■ Material shown ■
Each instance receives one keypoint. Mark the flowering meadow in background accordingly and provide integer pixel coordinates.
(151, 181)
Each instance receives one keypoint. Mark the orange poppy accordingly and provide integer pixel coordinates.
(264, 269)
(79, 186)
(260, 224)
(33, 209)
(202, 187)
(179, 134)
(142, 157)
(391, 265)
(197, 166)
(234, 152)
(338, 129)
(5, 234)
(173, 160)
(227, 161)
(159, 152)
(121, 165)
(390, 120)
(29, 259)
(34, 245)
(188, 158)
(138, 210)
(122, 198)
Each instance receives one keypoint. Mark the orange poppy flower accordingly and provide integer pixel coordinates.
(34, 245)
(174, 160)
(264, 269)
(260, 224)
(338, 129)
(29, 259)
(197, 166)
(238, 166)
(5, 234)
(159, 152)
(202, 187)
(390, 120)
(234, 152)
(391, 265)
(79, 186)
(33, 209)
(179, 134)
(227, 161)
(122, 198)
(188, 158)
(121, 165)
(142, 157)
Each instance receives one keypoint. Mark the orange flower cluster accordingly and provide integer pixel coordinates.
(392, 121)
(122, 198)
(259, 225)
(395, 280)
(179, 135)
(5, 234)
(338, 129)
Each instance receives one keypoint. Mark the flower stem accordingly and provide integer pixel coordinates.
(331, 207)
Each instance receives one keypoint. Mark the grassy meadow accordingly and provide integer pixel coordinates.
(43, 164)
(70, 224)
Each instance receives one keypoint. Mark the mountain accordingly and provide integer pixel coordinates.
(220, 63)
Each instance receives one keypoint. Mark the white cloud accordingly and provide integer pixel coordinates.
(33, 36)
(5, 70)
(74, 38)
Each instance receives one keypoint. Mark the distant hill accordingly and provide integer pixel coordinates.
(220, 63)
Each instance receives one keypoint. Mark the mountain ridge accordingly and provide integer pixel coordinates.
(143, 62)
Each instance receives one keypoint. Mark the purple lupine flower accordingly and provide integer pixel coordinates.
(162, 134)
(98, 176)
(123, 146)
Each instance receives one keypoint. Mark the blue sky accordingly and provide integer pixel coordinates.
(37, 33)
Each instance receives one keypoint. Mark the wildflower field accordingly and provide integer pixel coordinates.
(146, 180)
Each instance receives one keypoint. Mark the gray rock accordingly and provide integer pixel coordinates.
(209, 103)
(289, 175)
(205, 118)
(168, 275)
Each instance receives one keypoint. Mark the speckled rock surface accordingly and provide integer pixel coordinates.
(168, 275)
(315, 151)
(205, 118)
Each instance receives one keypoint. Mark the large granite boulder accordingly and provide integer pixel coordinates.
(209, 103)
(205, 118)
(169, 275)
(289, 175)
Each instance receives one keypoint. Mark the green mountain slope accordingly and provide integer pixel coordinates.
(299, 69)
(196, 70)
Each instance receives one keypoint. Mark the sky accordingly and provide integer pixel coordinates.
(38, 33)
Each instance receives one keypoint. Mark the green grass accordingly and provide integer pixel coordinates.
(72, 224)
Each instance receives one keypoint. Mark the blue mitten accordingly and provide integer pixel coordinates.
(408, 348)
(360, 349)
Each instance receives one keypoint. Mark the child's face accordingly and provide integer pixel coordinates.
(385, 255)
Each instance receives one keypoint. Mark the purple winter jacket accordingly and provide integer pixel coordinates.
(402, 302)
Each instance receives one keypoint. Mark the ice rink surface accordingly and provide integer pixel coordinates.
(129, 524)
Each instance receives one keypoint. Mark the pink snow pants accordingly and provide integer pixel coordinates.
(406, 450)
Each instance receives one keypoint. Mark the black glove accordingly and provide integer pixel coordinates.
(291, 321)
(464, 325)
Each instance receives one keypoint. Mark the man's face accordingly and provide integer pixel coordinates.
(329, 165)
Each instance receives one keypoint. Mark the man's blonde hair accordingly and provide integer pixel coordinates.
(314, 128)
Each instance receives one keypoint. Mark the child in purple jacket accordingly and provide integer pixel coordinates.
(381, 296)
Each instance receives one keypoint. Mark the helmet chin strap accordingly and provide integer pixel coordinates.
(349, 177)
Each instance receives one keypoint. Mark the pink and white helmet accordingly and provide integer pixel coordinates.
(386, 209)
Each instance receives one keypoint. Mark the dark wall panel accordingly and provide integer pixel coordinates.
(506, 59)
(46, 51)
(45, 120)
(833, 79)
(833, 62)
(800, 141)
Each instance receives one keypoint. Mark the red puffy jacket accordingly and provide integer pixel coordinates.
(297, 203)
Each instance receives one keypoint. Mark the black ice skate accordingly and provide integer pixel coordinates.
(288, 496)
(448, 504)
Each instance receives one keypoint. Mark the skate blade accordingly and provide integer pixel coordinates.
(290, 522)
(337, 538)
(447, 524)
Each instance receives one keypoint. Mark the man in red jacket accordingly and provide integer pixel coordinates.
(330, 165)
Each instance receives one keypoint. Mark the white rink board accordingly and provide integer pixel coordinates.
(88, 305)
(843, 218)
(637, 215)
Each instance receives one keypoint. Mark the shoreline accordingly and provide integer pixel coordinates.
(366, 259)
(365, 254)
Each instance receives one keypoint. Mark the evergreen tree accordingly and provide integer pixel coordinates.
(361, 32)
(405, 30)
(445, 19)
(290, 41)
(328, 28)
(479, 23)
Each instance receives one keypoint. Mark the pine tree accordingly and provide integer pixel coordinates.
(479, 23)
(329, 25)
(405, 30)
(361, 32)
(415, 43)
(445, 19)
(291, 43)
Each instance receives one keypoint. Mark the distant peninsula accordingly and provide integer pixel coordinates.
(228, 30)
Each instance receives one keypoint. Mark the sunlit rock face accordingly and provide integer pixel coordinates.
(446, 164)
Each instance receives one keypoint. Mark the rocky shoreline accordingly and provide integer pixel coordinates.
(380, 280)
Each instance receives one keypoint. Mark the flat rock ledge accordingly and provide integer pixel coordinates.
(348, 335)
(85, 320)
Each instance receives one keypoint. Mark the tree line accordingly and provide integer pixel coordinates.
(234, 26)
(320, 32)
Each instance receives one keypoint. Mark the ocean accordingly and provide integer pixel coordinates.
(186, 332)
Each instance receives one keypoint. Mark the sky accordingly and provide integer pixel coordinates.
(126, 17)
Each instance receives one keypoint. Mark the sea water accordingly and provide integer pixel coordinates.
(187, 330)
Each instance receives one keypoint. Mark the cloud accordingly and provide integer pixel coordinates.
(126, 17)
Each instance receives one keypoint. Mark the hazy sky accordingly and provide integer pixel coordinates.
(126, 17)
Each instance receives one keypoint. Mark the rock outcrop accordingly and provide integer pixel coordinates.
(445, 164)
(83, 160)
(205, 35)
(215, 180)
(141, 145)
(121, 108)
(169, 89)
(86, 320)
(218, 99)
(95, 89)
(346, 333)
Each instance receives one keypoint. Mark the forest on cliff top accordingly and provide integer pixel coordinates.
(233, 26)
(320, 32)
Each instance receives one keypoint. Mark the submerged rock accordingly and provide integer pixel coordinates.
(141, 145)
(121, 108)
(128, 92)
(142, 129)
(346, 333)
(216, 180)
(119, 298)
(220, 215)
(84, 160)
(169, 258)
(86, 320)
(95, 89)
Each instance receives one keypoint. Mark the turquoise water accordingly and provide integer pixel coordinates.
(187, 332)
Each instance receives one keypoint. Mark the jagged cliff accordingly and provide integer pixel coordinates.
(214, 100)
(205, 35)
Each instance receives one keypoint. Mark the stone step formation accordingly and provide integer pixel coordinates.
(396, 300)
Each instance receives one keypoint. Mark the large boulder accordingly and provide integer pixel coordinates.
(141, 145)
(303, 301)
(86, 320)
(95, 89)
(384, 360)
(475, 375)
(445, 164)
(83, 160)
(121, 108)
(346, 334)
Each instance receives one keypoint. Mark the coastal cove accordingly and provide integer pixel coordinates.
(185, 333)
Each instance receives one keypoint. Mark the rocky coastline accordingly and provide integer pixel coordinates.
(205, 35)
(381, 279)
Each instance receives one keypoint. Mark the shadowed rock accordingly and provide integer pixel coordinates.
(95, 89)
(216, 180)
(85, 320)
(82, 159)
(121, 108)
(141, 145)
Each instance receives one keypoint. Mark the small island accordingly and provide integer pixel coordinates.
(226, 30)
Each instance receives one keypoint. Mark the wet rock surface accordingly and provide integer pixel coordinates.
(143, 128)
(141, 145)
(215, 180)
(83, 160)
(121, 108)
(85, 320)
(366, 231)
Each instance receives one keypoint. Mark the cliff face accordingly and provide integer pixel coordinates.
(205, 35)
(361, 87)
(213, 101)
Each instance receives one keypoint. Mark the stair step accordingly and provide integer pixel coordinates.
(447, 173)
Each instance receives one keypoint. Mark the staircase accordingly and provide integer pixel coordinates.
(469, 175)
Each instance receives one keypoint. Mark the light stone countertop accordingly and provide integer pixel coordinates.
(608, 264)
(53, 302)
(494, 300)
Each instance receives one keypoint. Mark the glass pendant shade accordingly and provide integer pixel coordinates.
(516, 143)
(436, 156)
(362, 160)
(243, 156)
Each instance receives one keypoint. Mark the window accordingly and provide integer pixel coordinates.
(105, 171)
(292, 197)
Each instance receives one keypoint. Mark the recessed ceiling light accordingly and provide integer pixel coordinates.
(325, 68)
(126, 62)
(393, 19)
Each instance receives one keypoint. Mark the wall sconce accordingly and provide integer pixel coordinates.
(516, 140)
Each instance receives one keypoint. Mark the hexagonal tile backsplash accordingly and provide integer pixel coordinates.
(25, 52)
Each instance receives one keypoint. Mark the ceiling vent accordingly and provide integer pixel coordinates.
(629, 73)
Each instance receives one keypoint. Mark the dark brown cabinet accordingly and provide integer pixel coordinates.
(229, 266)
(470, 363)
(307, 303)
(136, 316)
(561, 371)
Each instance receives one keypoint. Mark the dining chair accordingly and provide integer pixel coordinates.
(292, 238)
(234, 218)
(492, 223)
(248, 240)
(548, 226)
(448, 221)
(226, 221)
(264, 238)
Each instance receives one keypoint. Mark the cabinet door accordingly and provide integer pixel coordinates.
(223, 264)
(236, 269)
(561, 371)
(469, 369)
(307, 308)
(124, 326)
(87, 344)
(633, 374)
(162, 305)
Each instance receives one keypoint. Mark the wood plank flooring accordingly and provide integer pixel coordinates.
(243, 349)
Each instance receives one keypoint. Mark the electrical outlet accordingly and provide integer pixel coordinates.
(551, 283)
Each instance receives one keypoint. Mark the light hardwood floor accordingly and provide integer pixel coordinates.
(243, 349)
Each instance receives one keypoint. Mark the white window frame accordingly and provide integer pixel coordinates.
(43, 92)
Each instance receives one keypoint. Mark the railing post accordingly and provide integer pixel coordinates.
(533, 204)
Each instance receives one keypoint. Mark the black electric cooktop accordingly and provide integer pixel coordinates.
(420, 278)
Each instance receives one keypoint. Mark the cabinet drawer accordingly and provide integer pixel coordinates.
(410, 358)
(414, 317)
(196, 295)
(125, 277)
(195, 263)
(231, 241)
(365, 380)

■ What to produce ■
All lines from the one containing "Each instance receives one keypoint. Mark the black electric" down to the final line above are to be restated word for word; leave out the rest.

■ Task answer ■
Each instance receives one keypoint. Mark the black electric cooktop accordingly and provide integer pixel coordinates.
(420, 278)
Each instance receives one keypoint. Mark the cabinet drawer accordingly and provide integer pixel coordinates.
(410, 358)
(414, 317)
(196, 295)
(125, 277)
(195, 263)
(231, 241)
(365, 380)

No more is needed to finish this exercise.